Extracted data entries
• • • • •
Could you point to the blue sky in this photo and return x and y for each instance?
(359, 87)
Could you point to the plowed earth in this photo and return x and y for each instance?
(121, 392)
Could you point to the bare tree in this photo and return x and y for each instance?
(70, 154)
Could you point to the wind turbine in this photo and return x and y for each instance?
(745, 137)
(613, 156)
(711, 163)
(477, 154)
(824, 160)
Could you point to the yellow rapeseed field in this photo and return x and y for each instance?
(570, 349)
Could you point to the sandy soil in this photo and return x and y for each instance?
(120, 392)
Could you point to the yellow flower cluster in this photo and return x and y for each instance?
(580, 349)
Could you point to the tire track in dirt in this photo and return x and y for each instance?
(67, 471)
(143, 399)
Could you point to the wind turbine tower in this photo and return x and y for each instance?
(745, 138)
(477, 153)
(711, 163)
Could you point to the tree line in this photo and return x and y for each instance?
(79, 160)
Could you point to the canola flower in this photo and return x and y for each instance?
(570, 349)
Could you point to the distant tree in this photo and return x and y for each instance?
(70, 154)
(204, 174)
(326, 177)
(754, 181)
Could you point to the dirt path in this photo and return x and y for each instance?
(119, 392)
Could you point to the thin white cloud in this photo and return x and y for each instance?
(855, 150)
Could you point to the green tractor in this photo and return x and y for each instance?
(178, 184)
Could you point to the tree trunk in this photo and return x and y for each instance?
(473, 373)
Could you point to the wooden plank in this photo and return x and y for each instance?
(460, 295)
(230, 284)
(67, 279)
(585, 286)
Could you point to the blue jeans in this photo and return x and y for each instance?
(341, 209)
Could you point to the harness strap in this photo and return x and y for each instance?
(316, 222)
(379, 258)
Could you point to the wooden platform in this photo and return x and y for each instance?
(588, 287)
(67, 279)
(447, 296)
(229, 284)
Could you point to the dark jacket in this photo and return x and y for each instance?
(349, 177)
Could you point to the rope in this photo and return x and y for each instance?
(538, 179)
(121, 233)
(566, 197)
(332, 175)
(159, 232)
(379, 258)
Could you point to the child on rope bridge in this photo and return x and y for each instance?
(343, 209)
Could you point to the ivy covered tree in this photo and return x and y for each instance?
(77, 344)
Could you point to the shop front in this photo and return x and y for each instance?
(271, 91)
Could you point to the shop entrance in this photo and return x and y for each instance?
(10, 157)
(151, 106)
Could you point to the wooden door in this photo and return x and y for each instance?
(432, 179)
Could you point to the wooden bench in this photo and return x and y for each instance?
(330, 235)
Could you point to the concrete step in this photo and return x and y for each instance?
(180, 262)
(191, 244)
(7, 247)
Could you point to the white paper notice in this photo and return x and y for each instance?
• • • • •
# WHAT THE EXERCISE ASKS
All of the entries are to be set down again without alteration.

# OUTPUT FOR THIS EXERCISE
Could you point to the blue sky in this photo and return x and y for each instance?
(359, 87)
Could you point to the plowed earth in this photo and return x and y for each instance?
(121, 392)
Could you point to the bare tree in this photo and return x and y for each instance?
(70, 154)
Could you point to the wind turbine in this photo and return x and y for each instance?
(745, 137)
(613, 156)
(711, 163)
(477, 154)
(824, 160)
Could you point to the yellow rapeseed field in this photo and return x and y for each instance?
(570, 349)
Could you point to the sandy soil in this photo and return x and y for each instance?
(120, 392)
Could you point to the yellow flower cluster in this photo and return x and y for each instance?
(580, 349)
Could you point to the tire track in dirt in this photo and return x and y for each instance?
(67, 471)
(143, 399)
Could you point to the wind turbine tower in this photo and return x and y for each instance?
(745, 138)
(477, 153)
(711, 163)
Could you point to the tree line in this photo and return x and y for each instance?
(79, 160)
Could you point to the canola flower in this photo and return x and y for each instance?
(570, 349)
Could you point to the distant tree in this photo and return x and y for each instance?
(70, 154)
(204, 174)
(326, 177)
(754, 181)
Could you point to the dirt path in this photo and return x and y for each instance?
(119, 392)
Could you point to the thin white cloud in this photo and return x and y for each instance?
(855, 150)
Could you point to the green tractor in this photo and return x and y for each instance?
(178, 184)
Could you point to the tree trunk in this photo and return x and y for each instance?
(473, 373)
Could you point to the wooden plank in this photo and return x and y for each instance?
(460, 295)
(230, 284)
(67, 279)
(585, 286)
Could you point to the blue jeans in this photo and return x and y for each instance?
(341, 209)
Could you point to the harness strap in this photo and return x and y for each instance?
(316, 222)
(379, 258)
Could you point to the wooden platform in this photo and return x and y for each instance?
(588, 287)
(67, 279)
(447, 296)
(229, 284)
Could you point to the dark jacket in this photo and return x and y for each instance?
(349, 177)
Could you point to the rope in this photo and return x and y for each instance?
(538, 179)
(121, 233)
(566, 197)
(332, 175)
(159, 232)
(379, 258)
Could you point to the child on rope bridge in this photo and return x and y for each instance?
(343, 209)
Could you point to the ivy covered tree in this photo and return x and y for each instance?
(77, 344)
Could you point to the shop front in this photo and return x and y for each instance?
(271, 91)
Could you point to the shop entrance in this photo and return x and y for each instance?
(10, 157)
(151, 106)
Could you point to the wooden door in this photo and return x and y for each instance?
(432, 179)
Could you point to the wooden bench in this photo and return x and y for each instance?
(330, 235)
Could you point to the concrete step in this photo and return x and y for each instance?
(180, 262)
(191, 244)
(7, 247)
Could you point to the white paper notice in this photo and return x and y for each instance?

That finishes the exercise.